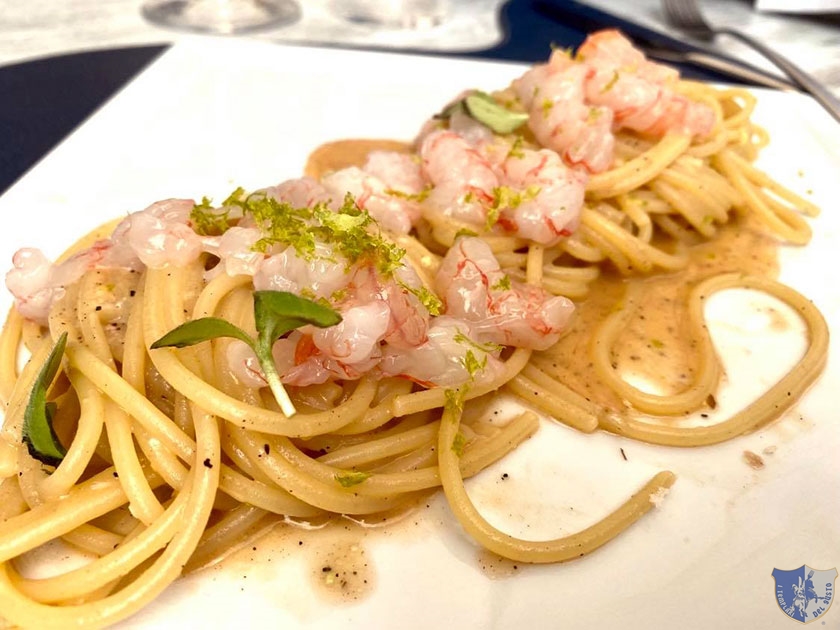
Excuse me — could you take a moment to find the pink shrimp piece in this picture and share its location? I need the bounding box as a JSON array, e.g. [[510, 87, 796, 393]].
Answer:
[[420, 131, 499, 225], [513, 56, 615, 173], [435, 237, 574, 350], [321, 166, 420, 234], [312, 300, 391, 365], [6, 248, 65, 324], [499, 149, 588, 245], [263, 177, 343, 208], [362, 151, 426, 195], [254, 242, 350, 299], [203, 226, 265, 276], [272, 330, 382, 386], [578, 30, 715, 136], [342, 265, 429, 349], [111, 199, 203, 269], [6, 240, 142, 324], [379, 315, 504, 387]]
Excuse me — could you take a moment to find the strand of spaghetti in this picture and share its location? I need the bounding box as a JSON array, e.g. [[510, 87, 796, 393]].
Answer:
[[0, 307, 23, 403], [61, 523, 123, 556], [586, 133, 691, 198], [0, 468, 145, 562], [231, 426, 406, 514], [105, 400, 163, 527], [65, 344, 195, 461], [40, 370, 105, 500], [506, 364, 603, 433], [144, 270, 376, 437], [302, 412, 435, 454], [657, 165, 732, 223], [317, 422, 437, 468], [581, 210, 687, 271], [727, 146, 820, 217], [602, 273, 829, 446], [391, 348, 531, 418], [192, 273, 253, 382], [0, 400, 220, 629], [438, 398, 675, 563], [714, 149, 811, 245], [650, 180, 717, 239], [120, 281, 146, 394], [252, 412, 539, 502], [76, 271, 117, 371], [184, 503, 268, 573], [591, 284, 720, 415], [9, 482, 191, 603]]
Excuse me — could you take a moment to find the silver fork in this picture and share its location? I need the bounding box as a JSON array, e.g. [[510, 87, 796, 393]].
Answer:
[[662, 0, 840, 122]]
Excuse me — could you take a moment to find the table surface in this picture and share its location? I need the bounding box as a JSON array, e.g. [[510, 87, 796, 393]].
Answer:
[[0, 0, 840, 93]]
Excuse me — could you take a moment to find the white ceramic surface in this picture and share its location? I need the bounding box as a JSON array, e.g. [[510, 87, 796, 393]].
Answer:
[[0, 39, 840, 630]]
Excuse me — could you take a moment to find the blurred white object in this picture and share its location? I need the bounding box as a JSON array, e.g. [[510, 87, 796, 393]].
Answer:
[[755, 0, 840, 13], [332, 0, 449, 29], [141, 0, 300, 35]]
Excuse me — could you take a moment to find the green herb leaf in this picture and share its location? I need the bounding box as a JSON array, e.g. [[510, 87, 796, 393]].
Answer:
[[443, 387, 467, 412], [452, 431, 467, 457], [23, 332, 67, 466], [254, 291, 341, 348], [464, 92, 528, 133], [151, 291, 341, 417], [254, 291, 341, 417], [151, 317, 254, 350], [335, 471, 370, 488]]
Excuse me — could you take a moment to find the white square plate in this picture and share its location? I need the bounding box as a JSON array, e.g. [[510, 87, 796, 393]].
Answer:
[[0, 39, 840, 630]]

§ §

→ Goal of the exercise
Give every line of the material as a JSON list of strings, one per line with blank lines left out, starting at the line that contains "the white ceramic" and ending at the last line of the material, both included.

→ Solution for this problem
[
  "Excuse me — could you take a moment to find the white ceramic surface in this picture and share its location? I need the bounding box as a JSON array, e.g. [[510, 87, 796, 393]].",
  "Answer:",
  "[[0, 39, 840, 630]]",
  "Excuse me — could you take a moment to find the blurred white object in this picture and share its location? I need the bounding box as a JSON array, e.g. [[510, 87, 796, 393]].",
  "Answer:",
  "[[755, 0, 840, 13], [332, 0, 449, 29], [141, 0, 300, 35]]",
  "Excuse me — could you take a moment to find the green herb leaf in this picture and share its location? I need the bounding box as a JSON array, e.g. [[510, 87, 796, 393]].",
  "Answer:",
  "[[443, 387, 467, 412], [452, 431, 467, 457], [23, 332, 67, 466], [254, 291, 341, 348], [464, 92, 528, 133], [151, 291, 341, 417], [254, 291, 341, 417], [151, 317, 254, 350], [335, 471, 370, 488]]",
  "Excuse me — could you take a moment to find the white square plate in this picture and share its location? I need the bounding box as a JSON array, e.g. [[510, 87, 796, 393]].",
  "Answer:",
  "[[0, 39, 840, 630]]"
]